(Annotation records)
- - - -

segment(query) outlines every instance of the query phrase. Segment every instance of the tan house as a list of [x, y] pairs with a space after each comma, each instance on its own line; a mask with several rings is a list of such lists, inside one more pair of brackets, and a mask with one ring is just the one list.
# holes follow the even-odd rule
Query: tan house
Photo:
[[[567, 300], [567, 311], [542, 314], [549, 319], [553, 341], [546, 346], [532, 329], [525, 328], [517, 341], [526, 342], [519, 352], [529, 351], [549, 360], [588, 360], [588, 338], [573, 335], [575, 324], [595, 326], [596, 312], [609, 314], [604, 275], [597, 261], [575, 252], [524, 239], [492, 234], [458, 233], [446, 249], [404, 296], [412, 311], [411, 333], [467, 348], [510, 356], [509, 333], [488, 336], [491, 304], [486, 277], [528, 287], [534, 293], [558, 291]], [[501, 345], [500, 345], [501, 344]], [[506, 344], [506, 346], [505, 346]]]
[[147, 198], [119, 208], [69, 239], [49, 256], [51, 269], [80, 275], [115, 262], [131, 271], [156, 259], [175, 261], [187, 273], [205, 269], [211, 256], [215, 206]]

- - - -

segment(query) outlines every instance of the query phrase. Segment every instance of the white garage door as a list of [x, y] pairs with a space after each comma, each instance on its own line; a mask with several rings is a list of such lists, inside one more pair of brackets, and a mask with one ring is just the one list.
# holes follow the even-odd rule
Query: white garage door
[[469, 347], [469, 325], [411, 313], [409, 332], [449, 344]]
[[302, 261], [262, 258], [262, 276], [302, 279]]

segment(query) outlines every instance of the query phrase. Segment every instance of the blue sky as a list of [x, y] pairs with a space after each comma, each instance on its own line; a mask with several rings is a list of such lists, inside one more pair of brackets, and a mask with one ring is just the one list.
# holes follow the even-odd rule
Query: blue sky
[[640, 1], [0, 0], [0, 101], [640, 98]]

- - - -

(WRITTEN REQUEST): Update the records starting with the line containing "of the white" and going on through the line containing "[[640, 1], [0, 0], [0, 101], [640, 98]]", replacing "even-odd" with "nonzero" and changing nothing else. Return only those lines.

(THE RESPONSE):
segment(query) outlines every instance of the query phrase. Segment every instance of the white garage door as a list of [x, y] pairs with a space after each comma, each instance on its own line; a mask with several rings is a list of such lists, inside one more pair of brackets, and a mask with one ring is just the one list.
# holes follow the nonzero rule
Query: white garage door
[[469, 347], [469, 325], [411, 313], [409, 332], [449, 344]]
[[302, 261], [262, 258], [262, 276], [302, 279]]

segment(query) outlines every instance of the query phrase. Segment every instance of the blue sky as a list of [x, y] pairs with a space after each comma, each instance on its own line; a mask with several rings is a list of such lists, inside one more pair of brackets, and a mask with one ring is just the one list.
# holes follow the nonzero rule
Query: blue sky
[[640, 1], [0, 0], [0, 101], [640, 98]]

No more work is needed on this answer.